_Exercise task_
In the speech on regulatory partnerships after Glass-Steagall reform, which four words sum up the theme of the discussion?

— BEGIN Text to read —

Speech by SEC Commissioner:
Coordination and Consultation – Strengthening the Partnerships Among Regulators of Financial Institutions After Glass-Steagall Reform

Remarks by

Commissioner Laura S. Unger

U.S. Securities & Exchange Commission

Financial Services Roundtable

May 11, 2000

I. Introduction

I am happy to be here today to talk to you about some of the initiatives currently underway at the Commission that will significantly impact many financial service providers. Before I begin my remarks, I need to state that the views I express are my own and not the official views of the Commission.

Like you all, we’ve got plenty to do in the wake of Glass-Steagall reform. The Gramm-Leach-Bliley ("G-L-B") Act provides the theoretical underpinnings for supervising new financial conglomerates, but not the precise mechanics of the new regulatory framework. This is work that can’t be completed by the Commission and other financial regulators independently and then patched together in a crazy quilt system of regulation. Rather, the Act requires that the Commission work in conjunction with the banking and insurance regulators to design a fine tapestry of financial oversight. This tapestry must reflect effective regulation by the multiple agencies involved, yet not over- regulation.

Aside from implementing the G-L-B Act, I also want to update you on some of the SEC accounting initiatives that will affect financial institutions. Four "buzz words" would sum up the theme of my discussion about efforts to regulate the financial services industry today: conglomeration, cooperation, consultation and consistency. How’s that for alliteration?

There are probably a lot of jokes in your circles about how many regulators and working groups it takes to regulate a financial service provider. You’ll be much relieved to know that it is fewer than required to screw in a light bulb.

— END Text to read —
— BEGIN Extracted records —

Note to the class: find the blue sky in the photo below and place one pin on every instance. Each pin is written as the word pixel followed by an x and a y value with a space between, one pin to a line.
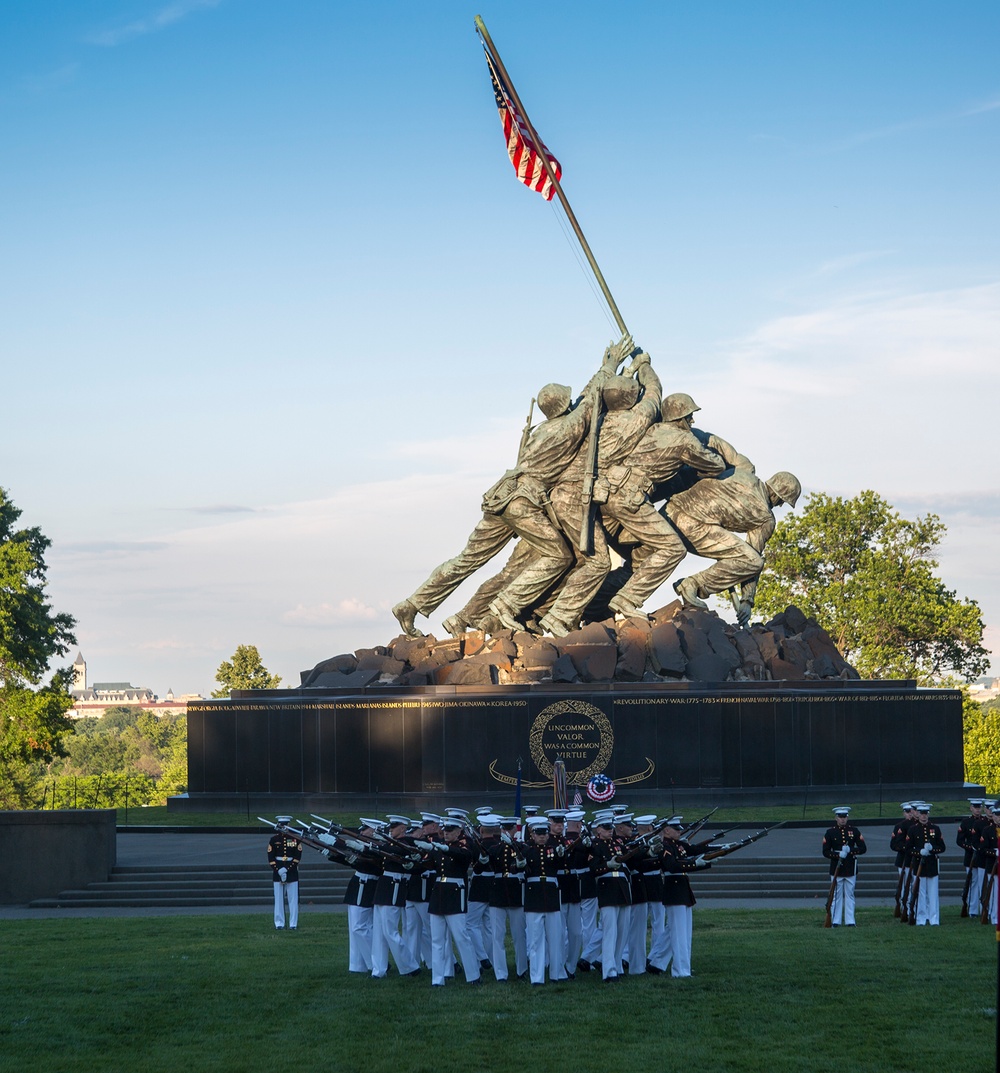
pixel 273 305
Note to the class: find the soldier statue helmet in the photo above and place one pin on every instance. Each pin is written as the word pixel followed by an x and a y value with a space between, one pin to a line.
pixel 678 406
pixel 620 393
pixel 555 399
pixel 785 486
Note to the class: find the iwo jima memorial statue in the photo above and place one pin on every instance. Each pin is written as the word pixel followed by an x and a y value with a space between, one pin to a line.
pixel 552 671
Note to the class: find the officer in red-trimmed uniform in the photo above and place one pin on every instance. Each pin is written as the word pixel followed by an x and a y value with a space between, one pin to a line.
pixel 678 860
pixel 842 844
pixel 614 896
pixel 925 843
pixel 449 906
pixel 544 861
pixel 284 851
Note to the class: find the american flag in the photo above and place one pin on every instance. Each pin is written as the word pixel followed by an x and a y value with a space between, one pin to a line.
pixel 523 151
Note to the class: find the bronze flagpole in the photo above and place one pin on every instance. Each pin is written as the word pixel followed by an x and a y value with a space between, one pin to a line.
pixel 587 491
pixel 571 216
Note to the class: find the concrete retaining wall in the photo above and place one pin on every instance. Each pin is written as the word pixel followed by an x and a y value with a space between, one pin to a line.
pixel 46 852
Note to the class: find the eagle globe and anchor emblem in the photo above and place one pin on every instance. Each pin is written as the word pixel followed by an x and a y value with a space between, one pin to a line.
pixel 578 734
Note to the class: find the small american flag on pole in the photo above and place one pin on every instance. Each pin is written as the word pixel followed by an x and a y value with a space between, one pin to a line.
pixel 524 152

— END Extracted records —

_The completed task_
Conglomeration, cooperation, consultation and consistency.